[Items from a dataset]

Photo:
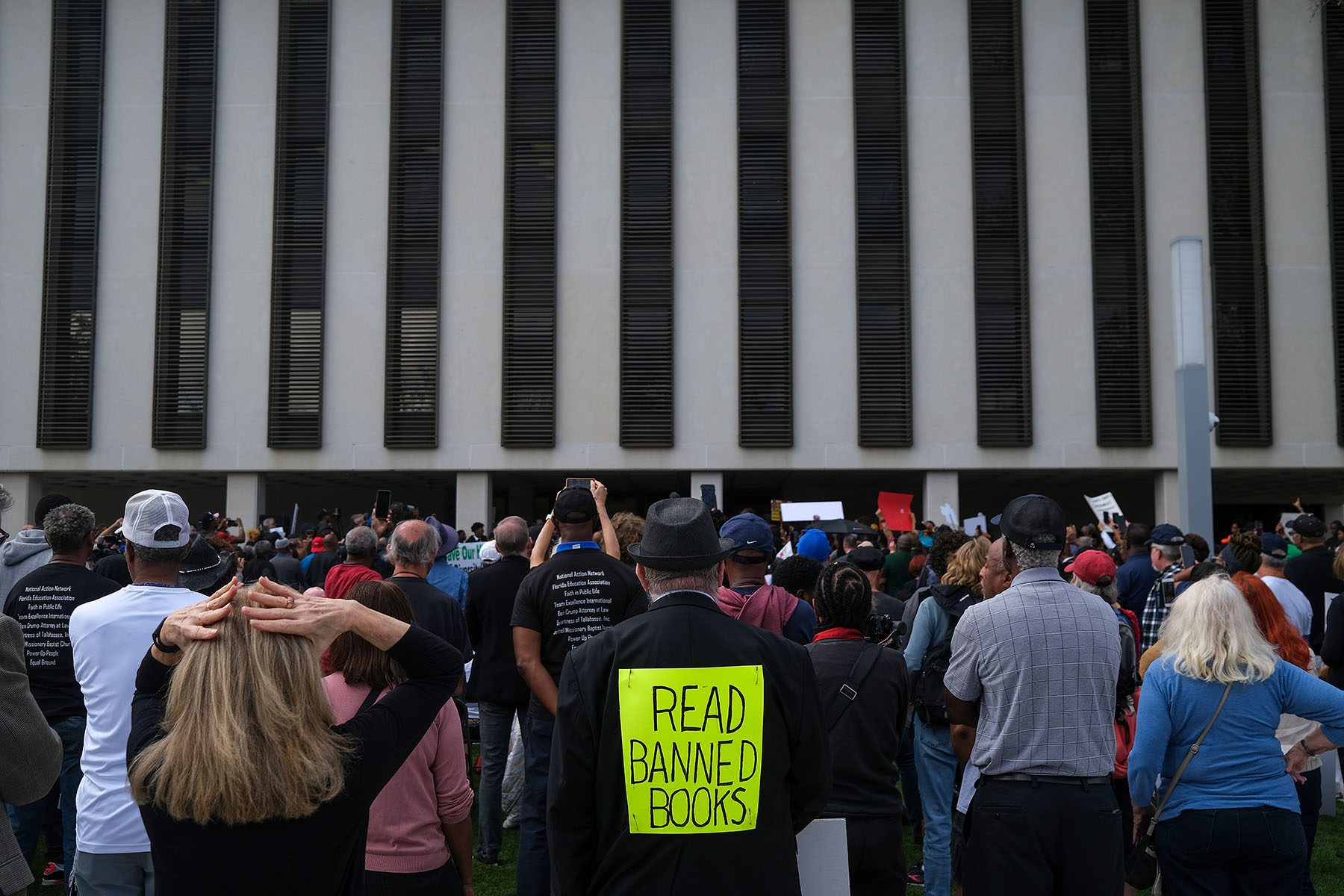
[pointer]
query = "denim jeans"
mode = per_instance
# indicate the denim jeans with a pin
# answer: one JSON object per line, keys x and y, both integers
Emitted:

* **INSTRUCTIONS TO FOLLOW**
Arrange every line of the items above as a Markdown table with the columns Row and Line, giving each line a row number and skipping blank lines. Omit the pictures from the table.

* **SOLUTION FOR THIS PROBLEM**
| Row | Line |
|---|---|
| 1 | Photo: |
| 2 | [pointer] |
| 3 | query = "denim jeans" |
| 4 | mode = per_instance |
| 5 | # indicate the denim jeans with a pin |
| 6 | # answer: one JSON object per line, keys x and y, both integers |
| 7 | Emitted: |